Page text:

# # # #

1. Can I relieve your stress in any way?

One thing all writing manuals say is “SHOW, don’t TELL”. Words aren’t all that helpful to a person struggling with depression. So what I found most comforting when I couldn’t pull myself up by my bootstraps is when a friend came over and fixed me lunch, or when someone offered to tidy up my place. I realize that sounds a tad pampered and self-indulgent.

2. Is there something I can do for you?

Again, like number one, this is a SHOW, not TELL moment, and those are very effective at communicating compassion. The chances are that the depressed person will just shake her head as she cries, but I can assure you that she will register your offer in that place instead her heart that says, “This person cares about me.”

3. Can I drive you somewhere?

Here’s something that most people don’t know about folks battling depression: they are really bad drivers. REALLY bad. Bad driving is an easy way to diagnose a mood disorder. So, this suggestion is not only to help out your depressed friends who maybe do need some fish oil or tissue paper from the drug store, but also all the other people on the road.

4. Where are you getting your support?

Notice the difference between saying, “Are you going to any support group meetings?” which implies, “If you aren’t, you are one lazy who deserves to be depressed.” And “Where are you getting your support?” which says, “You need some support. Let’s figure out a way to get it.”

5. You won’t always feel this way.

That was the perfect sentence that I could hear 50 times a day when I wanted out of this world. Those words don’t judge, impose, or manipulate. What they do is convey hope, and HOPE is what keeps a person alive, or at least motivated to get to the next day to see if the light at the end of the tunnel is really a place of rebirth or a friggin’ freight train.

6. What time of day is hardest for you?

# # # #

Information provided:
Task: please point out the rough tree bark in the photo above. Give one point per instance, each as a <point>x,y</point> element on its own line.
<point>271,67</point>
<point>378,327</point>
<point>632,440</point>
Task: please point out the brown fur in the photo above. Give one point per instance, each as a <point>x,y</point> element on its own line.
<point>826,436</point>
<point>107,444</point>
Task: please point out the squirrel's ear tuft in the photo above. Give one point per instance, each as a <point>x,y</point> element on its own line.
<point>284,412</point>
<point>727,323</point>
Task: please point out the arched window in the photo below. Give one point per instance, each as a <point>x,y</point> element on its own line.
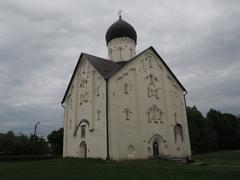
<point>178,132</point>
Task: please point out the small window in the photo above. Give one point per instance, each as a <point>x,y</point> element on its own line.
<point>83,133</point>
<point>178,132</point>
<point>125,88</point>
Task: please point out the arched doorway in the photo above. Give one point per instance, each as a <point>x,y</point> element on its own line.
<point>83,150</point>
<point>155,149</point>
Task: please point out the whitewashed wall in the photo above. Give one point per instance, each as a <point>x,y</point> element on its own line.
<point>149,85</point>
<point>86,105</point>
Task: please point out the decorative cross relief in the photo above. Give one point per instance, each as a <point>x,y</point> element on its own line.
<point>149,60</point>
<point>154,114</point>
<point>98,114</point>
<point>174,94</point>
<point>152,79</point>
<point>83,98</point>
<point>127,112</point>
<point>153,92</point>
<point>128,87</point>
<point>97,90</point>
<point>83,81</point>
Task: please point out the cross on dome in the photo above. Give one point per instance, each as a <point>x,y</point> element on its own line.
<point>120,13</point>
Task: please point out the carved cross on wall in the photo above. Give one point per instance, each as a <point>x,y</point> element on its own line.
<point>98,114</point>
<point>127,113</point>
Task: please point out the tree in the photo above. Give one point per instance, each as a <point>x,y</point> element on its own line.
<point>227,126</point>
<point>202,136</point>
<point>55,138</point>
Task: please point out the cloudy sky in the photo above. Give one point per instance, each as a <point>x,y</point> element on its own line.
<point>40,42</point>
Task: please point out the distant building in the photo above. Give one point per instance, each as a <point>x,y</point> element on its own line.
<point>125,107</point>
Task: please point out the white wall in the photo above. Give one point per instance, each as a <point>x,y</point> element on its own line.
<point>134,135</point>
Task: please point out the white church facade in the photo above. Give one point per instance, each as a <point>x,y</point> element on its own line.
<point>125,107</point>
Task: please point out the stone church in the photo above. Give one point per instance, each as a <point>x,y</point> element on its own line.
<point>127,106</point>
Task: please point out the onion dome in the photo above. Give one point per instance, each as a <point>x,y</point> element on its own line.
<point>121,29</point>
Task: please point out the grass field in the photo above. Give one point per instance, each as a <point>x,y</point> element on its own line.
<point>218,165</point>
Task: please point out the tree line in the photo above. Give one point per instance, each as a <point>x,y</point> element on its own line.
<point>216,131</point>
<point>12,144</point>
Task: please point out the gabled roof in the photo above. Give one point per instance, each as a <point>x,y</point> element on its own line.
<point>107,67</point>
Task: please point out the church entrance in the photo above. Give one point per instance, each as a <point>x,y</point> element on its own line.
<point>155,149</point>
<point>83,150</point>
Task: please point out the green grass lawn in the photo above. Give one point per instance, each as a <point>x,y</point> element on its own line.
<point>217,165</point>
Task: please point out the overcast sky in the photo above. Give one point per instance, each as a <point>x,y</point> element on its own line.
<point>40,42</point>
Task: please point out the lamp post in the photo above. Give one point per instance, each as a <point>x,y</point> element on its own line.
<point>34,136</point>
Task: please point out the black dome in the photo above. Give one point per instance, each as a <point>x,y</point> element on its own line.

# # # #

Exercise set:
A – Write out the passage on supporting a depressed friend, starting at "3. Can I drive" and ending at "on the road.".
B – Extend the passage on supporting a depressed friend from the point where it stops.

Set of answers:
A –
3. Can I drive you somewhere?

Here’s something that most people don’t know about folks battling depression: they are really bad drivers. REALLY bad. Bad driving is an easy way to diagnose a mood disorder. So, this suggestion is not only to help out your depressed friends who maybe do need some fish oil or tissue paper from the drug store, but also all the other people on the road.

B –
This one is brilliant. Call twice a day, once in the morning–because depression is usually most acute upon waking (“Crap, I’m still alive.”)–and at about 3 or 4 in the afternoon when blood sugar dips and anxiety can take over. Mind you, you don’t have to say a whole lot, but knowing that they could count on you during those two times is a little bit like holding someone’s hand through a dangerous intersection.

7. I’m here for you.

It’s simple. It’s sweet. And it communicates everything you need to say: I care, I get it, I don’t really understand it, but I love you, and I support you.

8. Nothing.

That’s the most uncomfortable one because we always want to fill in the silence with something, even if it’s weather talk. But saying nothing … and merely listening … is sometimes the very best response, and the most appropriate. I love this passage from Rachel Naomi Remen’s bestselling book Kitchen Table Wisdom:

“I suspect that the most basic and powerful way to connect to another person is to listen. Just listen. Perhaps the most important thing we ever give each other is our attention. And especially if it’s given from the heart. When people are talking, there’s no need to do anything but receive them. Just take them in. Listen to what they’re saying. Care about it. Most times caring about it is even more important than understanding it.”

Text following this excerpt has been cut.